* 学習課題 *
ダーリントン・ウォールズについての文章によると、ダーリントン・ウォールズの直径はおよそ何mですか。

* 本文抜粋 *
__________

9月7日、ストーンヘンジの北東3kmに位置するダーリントン・ウォールズの地中にストーンヘンジよりもさらに巨大なメガリス(巨石記念物)が埋もれていることを、イギリス科学協会が発表しました。
ダーリントン・ウォールズは直径500mほどのヘンジ(溝付きの土塁で囲まれた円形の遺構)で、木造の環状構造物跡を内包しています。
その形がとても不思議で、完全な円や楕円ではなく、一部が直線で切り取られたC字形の特殊な形状をしています。
これまでこのスーパーヘンジは1mほど土を盛り、その内側に幅18mほどの溝を掘って造られたと考えられてきました。
しかし今回の地中探査の結果、高さ4.5m×幅1.5m×奥行1.0mほどの巨石が30個、崩れているものも含めると90個ほどが並んでいたということです。

__________

* 抽出資料 *

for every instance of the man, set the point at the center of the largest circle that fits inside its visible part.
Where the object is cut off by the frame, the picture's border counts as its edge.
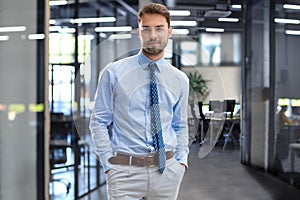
(142, 160)
(282, 118)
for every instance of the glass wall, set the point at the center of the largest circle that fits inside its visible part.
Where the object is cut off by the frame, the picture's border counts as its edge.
(23, 111)
(287, 94)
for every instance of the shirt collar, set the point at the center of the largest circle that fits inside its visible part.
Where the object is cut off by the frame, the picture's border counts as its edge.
(144, 61)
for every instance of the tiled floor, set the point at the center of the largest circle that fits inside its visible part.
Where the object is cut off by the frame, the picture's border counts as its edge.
(221, 176)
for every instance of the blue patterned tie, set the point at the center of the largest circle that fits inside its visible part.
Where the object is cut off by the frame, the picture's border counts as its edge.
(155, 120)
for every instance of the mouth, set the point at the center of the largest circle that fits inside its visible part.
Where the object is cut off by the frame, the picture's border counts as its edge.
(153, 43)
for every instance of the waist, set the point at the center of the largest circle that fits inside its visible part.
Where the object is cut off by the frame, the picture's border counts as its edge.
(140, 161)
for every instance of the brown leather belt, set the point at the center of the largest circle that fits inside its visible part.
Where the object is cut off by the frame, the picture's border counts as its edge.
(141, 161)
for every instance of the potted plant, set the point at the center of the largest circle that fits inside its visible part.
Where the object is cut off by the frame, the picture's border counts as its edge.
(199, 87)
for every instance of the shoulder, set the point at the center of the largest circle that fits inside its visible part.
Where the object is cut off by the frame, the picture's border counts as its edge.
(121, 65)
(177, 73)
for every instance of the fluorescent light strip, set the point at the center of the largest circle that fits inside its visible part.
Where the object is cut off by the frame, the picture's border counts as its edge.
(36, 36)
(180, 12)
(214, 30)
(13, 29)
(290, 6)
(120, 36)
(292, 32)
(4, 37)
(221, 19)
(58, 3)
(93, 20)
(180, 31)
(52, 21)
(54, 28)
(236, 6)
(287, 21)
(103, 35)
(67, 30)
(113, 29)
(88, 37)
(183, 23)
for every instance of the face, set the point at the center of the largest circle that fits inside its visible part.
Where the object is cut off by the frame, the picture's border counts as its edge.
(154, 34)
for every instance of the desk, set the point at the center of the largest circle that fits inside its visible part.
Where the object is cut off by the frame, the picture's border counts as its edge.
(292, 148)
(230, 122)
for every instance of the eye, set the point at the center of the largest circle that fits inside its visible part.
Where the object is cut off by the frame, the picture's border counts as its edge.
(159, 29)
(146, 29)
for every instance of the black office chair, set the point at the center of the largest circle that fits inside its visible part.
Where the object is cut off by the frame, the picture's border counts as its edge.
(59, 132)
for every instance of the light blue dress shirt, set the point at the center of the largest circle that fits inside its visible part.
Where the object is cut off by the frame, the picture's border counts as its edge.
(122, 99)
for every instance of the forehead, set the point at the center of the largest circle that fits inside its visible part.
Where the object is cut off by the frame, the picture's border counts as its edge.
(152, 20)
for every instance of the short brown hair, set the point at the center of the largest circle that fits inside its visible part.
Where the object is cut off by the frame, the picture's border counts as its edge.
(155, 8)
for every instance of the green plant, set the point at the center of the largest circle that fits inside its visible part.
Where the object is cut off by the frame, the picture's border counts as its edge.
(199, 86)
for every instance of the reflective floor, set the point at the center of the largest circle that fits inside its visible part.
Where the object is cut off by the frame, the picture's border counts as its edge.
(221, 176)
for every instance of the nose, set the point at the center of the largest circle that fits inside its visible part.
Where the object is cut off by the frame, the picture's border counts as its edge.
(153, 33)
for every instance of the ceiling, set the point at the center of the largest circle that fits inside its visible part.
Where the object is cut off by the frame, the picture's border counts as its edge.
(204, 12)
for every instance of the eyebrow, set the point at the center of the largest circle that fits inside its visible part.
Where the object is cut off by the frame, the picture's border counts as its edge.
(155, 26)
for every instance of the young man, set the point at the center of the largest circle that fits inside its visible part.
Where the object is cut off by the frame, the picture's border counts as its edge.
(142, 160)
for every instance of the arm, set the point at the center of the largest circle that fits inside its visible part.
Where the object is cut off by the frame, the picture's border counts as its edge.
(180, 126)
(101, 118)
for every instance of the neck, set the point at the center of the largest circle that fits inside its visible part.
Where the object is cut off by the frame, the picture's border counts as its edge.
(153, 57)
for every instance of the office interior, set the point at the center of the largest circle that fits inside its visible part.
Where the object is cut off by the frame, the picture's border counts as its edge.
(51, 57)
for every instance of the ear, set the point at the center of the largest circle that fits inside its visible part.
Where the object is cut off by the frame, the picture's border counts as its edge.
(170, 32)
(139, 34)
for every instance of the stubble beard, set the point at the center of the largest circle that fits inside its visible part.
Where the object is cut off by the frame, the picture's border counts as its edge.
(154, 50)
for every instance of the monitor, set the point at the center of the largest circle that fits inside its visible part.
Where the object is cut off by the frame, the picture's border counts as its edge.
(229, 105)
(215, 105)
(295, 110)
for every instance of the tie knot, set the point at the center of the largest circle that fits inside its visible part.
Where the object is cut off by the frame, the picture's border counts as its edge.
(152, 66)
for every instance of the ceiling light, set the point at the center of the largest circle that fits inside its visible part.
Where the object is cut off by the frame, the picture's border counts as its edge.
(214, 30)
(120, 36)
(180, 31)
(36, 36)
(67, 30)
(113, 29)
(287, 21)
(103, 35)
(221, 19)
(88, 37)
(290, 6)
(54, 28)
(52, 21)
(93, 20)
(13, 29)
(292, 32)
(236, 6)
(180, 12)
(58, 3)
(183, 23)
(4, 37)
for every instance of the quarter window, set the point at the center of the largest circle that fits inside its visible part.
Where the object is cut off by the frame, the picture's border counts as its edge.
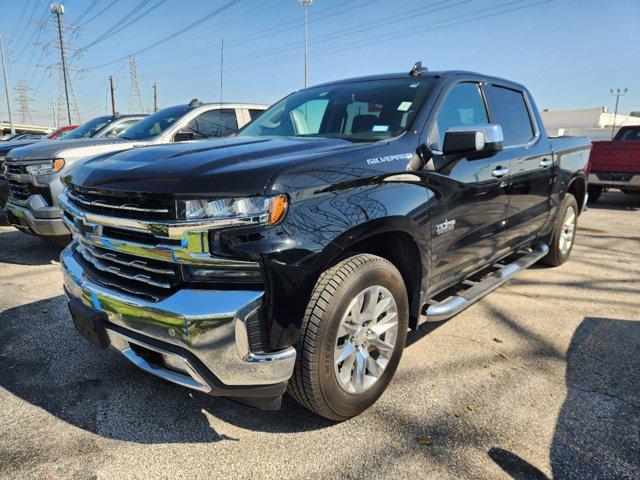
(214, 123)
(464, 105)
(509, 110)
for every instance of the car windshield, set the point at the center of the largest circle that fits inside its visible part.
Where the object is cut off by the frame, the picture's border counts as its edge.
(90, 128)
(155, 124)
(358, 111)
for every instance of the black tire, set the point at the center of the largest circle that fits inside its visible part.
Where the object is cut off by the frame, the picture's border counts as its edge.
(594, 193)
(314, 384)
(557, 256)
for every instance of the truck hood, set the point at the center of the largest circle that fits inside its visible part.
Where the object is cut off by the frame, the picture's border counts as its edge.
(225, 167)
(46, 150)
(5, 147)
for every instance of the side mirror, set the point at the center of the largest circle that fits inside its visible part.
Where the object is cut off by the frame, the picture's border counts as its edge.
(183, 136)
(470, 139)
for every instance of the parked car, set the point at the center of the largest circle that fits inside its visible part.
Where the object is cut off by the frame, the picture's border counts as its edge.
(34, 172)
(99, 127)
(616, 163)
(60, 132)
(298, 253)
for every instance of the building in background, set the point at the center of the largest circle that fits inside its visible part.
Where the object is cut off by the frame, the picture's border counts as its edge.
(595, 123)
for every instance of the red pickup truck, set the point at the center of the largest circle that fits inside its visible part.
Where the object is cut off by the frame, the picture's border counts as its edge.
(616, 163)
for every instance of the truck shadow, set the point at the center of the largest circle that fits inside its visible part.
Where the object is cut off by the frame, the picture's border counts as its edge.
(45, 362)
(18, 248)
(616, 200)
(596, 434)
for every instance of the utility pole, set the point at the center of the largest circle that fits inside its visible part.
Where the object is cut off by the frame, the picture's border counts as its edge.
(23, 99)
(113, 98)
(155, 97)
(6, 84)
(58, 10)
(305, 4)
(617, 93)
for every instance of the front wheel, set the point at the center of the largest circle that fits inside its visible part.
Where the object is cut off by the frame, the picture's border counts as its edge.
(352, 337)
(564, 232)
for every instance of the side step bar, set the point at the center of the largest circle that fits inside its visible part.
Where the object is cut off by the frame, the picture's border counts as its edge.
(455, 304)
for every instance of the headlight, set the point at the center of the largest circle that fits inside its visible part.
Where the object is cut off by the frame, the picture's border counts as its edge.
(52, 166)
(265, 210)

__________

* 解答 *
直径500mほどです。